EXERCISE 1 >> In the commit log on canonicalizing rotate patterns, which case does the text say should already be transformed?

DOCUMENT SEGMENT >>
■ ■ ■ ■
[llvm] r346807 - [InstCombine] canonicalize rotate patterns with cmp/select

Tue Nov 13 14:47:25 PST 2018

Author: spatel
Date: Tue Nov 13 14:47:24 2018
New Revision: 346807

URL: http://llvm.org/viewvc/llvm-project?rev=346807&view=rev
Log:
[InstCombine] canonicalize rotate patterns with cmp/select

The cmp+branch variant of this pattern is shown in:
https://bugs.llvm.org/show_bug.cgi?id=34924
...and as discussed there, we probably can't transform
that without a rotate intrinsic. We do have that now
via funnel shift, but we're not quite ready to 
canonicalize IR to that form yet. The case with 'select'
should already be transformed though, so that's this patch.

The sequence with negation followed by masking is what we
use in the backend and partly in clang (though that part 
should be updated).

https://rise4fun.com/Alive/TplC
  %cmp = icmp eq i32 %shamt, 0
  %sub = sub i32 32, %shamt
  %shr = lshr i32 %x, %shamt
  %shl = shl i32 %x, %sub
  %or = or i32 %shr, %shl
  %r = select i1 %cmp, i32 %x, i32 %or
  =>
  %neg = sub i32 0, %shamt
  %masked = and i32 %shamt, 31
  %maskedneg = and i32 %neg, 31
  %shl2 = lshr i32 %x, %masked
  %shr2 = shl i32 %x, %maskedneg
  %r = or i32 %shl2, %shr2

Modified:
    llvm/trunk/lib/Transforms/InstCombine/InstCombineSelect.cpp
    llvm/trunk/test/Transforms/InstCombine/rotate.ll

Modified: llvm/trunk/lib/Transforms/InstCombine/InstCombineSelect.cpp
URL: http://llvm.org/viewvc/llvm-project/llvm/trunk/lib/Transforms/InstCombine/InstCombineSelect.cpp?rev=346807&r1=346806&r2=346807&view=diff
==============================================================================

--- llvm/trunk/lib/Transforms/InstCombine/InstCombineSelect.cpp (original)
■ ■ ■ ■
DATA FOR THIS TASK >>
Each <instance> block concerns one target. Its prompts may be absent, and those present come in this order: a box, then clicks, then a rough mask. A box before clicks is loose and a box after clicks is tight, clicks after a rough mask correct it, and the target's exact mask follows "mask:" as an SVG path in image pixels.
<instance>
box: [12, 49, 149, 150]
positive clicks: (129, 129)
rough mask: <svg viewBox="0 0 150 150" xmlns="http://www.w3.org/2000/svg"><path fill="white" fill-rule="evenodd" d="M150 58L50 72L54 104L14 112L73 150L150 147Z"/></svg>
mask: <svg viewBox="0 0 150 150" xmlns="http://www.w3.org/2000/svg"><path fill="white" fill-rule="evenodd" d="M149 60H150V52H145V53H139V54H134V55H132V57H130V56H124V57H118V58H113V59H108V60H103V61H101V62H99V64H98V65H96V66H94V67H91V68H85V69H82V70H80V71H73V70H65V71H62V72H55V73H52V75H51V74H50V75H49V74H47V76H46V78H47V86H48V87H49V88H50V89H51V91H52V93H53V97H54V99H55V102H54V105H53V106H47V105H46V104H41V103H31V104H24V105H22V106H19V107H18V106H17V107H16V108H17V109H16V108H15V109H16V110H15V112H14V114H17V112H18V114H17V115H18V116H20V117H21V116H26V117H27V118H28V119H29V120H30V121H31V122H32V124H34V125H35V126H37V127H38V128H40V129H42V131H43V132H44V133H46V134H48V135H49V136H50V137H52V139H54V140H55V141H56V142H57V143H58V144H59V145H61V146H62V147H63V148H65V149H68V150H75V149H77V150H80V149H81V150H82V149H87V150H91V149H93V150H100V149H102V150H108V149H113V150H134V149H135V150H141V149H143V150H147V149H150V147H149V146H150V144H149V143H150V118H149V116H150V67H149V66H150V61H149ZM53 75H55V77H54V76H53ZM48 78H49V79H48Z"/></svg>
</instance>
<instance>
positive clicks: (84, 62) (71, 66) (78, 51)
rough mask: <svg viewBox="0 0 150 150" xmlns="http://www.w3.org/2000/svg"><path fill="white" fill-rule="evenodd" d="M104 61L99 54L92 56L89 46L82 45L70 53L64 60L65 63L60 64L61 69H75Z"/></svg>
■ ■ ■ ■
EXERCISE 2 >> Rewrite the rows in the stretch from the line containing "</instance>" through the end of the rows, switching "positive clicks" to "foreground clicks" and leaving all else unchanged.

PROBLEM SOLUTION 1 >> The case with 'select'.

PROBLEM SOLUTION 2 >>
</instance>
<instance>
foreground clicks: (84, 62) (71, 66) (78, 51)
rough mask: <svg viewBox="0 0 150 150" xmlns="http://www.w3.org/2000/svg"><path fill="white" fill-rule="evenodd" d="M104 61L99 54L92 56L89 46L82 45L70 53L64 60L65 63L60 64L61 69H75Z"/></svg>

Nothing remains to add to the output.